▶ 本文抜粋
--

不動産営業マンがぶっちゃける「不動産価格査定」の真実

不動産価格の査定方法

不動産を売却する際、まずは「価格査定」を依頼するかと思います。

では、不動産営業マンは、査定に伺って何を見ているのか。

何を考えているのか。

営業マンの立場でお話致します。

専任媒介契約or一般媒介契約

不動産の売却をする際は、委任契約の種類として、3種類あります。

「専属専任媒介契約」-どんな買い手でも、成約すれば必ず、不動産会社に手数料を払う。2週間に一度、売却状況を報告しなければいけない。

「専任媒介契約」-自分(売主)で見つけた買主以外の全ての買い手が成約した場合、不動産会社に手数料を払う。2週間に一度、売却状況を報告しなければいけない。

「一般媒介契約」-複数社の不動産会社に同時に依頼をすることができる。しかし、2週間に一度の報告義務なし。

不動産会社は専任媒介の取得を狙っている。

不動産の手数料というのは、1か0です。

もらえるかもらえないかです。

中途半端なものは無いのです。

頑張ったから、御社にも10万円払いますなどということはありません。

つまり、「成約」しないと収入になりません。

という事は、ライバル会社がたくさんいる「一般媒介」は手数料がもらえる可能性が低い。=努力できない。努力したくない。専任優先で一般媒介は後回し。という事です。

(分かりやすく簡単にお伝えするとです。)

専任媒介(売却依頼)をお客様から頂くためには。

当然、価格査定に呼ばれたのは1社(自分だけ)ではなく、複数社見積もりを取っているだろうと営業マンは考えています。

すると、お客さんを想定してではなく、ライバルの不動産会社を想定して、水面下で価格競争が始まります。

つまり、ライバル会社よりも「高く売ります」と宣言した方が気に入られる率が高いのです。

なぜそこまで、専任媒介契約にこだわるのか。

上記でご説明した通り、「手数料になる可能性が高いから」というのも、もちろんあります。しかし、それが「建前」の営業マンもいるのです。

実は、不動産会社の内部的に、「専任媒介契約の数」が給与の評価対象にすらなっている会社もあります。

つまり、その物件が売れても、売れなくても、多少のインセンティブ(報奨金)が会社から支給されるのです。

そのような、小銭稼ぎ目当ての営業マンがいるのも事実。

ライバル会社に勝てるように、相場より高く価格設定というけれど、どのように相場を割り出しているか。

--

▶ データ抜粋

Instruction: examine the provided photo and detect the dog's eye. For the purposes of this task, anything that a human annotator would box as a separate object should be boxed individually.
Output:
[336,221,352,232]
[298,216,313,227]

--

▶ 課題
不動産価格査定についての文章を、最後の文に続けて書き進めなさい。

▶ 記述解答
路線価、不動産価格の動向・推移、公示価格その他、さまざまな根拠が頭に浮かびますが、どれも違います。

不動産流通機構の成約事例価格

全ての営業マンがそうだとは断言はしません。しかし、圧倒的に可能性が高いのは、これです。

不動産流通機構という、不動産会社のみが見れるサイトがあります。

これには、ID・パスワードが必要で、一般の方は見る事が出来ません。

ここには、過去の成約事例がたくさん登録してあります。

そこから、場所や広さ、物件種別(マンションとか中古住宅とか)などの条件が近いものをピックアップして、おおまかな相場を割り出します。(類似物件)

特にマンションだと非常に分かりやすいです。

階数が違くても、間取りも広さも同じような物件が、そのマンション内の事例としてたくさん出てくるからです。

算出方法

(坪単価)というものを算出します。

1坪とは約3.3㎡です。

(成約事例価格)÷何坪=坪単価

 

仮に、成約事例坪単価が40万円であれば、

40万円×(査定物件の坪数)=お客様に提示する査定額

という事になります。

 

で、あとは、これに肉付けをするのです。(後述)

実際にお客様の部屋を見て、どこを見てる?

「室内の状況」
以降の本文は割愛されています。